● **Material provided**

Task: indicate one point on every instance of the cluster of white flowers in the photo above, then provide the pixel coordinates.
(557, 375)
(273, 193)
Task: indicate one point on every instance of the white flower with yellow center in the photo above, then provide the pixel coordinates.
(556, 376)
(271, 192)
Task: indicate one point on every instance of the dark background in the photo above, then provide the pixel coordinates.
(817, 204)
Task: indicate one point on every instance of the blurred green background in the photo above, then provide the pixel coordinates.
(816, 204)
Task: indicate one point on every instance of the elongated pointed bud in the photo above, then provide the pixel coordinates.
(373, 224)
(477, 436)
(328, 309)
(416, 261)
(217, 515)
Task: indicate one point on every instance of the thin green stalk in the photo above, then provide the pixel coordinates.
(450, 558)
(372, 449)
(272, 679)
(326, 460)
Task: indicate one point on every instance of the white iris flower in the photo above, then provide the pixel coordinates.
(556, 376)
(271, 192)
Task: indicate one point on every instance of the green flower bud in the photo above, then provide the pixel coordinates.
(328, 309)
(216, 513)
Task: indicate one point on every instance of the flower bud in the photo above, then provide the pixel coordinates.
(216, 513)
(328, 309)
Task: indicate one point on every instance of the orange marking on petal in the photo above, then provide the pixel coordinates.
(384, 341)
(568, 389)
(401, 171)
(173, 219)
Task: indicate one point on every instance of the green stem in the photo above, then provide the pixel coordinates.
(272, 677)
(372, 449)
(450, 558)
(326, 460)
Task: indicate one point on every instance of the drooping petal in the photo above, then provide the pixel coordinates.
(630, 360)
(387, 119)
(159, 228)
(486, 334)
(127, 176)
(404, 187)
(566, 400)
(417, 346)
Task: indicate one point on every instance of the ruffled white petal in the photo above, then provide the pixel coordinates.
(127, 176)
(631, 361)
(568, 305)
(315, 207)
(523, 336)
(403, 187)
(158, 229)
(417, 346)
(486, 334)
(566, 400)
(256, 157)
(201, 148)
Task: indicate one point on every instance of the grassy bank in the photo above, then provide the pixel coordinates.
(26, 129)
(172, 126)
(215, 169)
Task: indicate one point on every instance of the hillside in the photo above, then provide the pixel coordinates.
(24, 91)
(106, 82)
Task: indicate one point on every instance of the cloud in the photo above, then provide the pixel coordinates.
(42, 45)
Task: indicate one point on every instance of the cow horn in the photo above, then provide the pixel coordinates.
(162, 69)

● **What is needed**
Quote the entries above verbatim, beginning with the line that contains "Task: indicate one point on every instance of the hillside" and continuing through the final line of the entries.

● **Expected answer**
Task: indicate one point on every instance of the hillside in the photo above, then provide the pixel coordinates.
(24, 91)
(106, 82)
Task: indicate one point on every instance of the cloud in the photo above, then provide the pixel coordinates.
(42, 45)
Task: indicate one point on every instance of the cow horn in the photo above, then provide the pixel coordinates.
(162, 69)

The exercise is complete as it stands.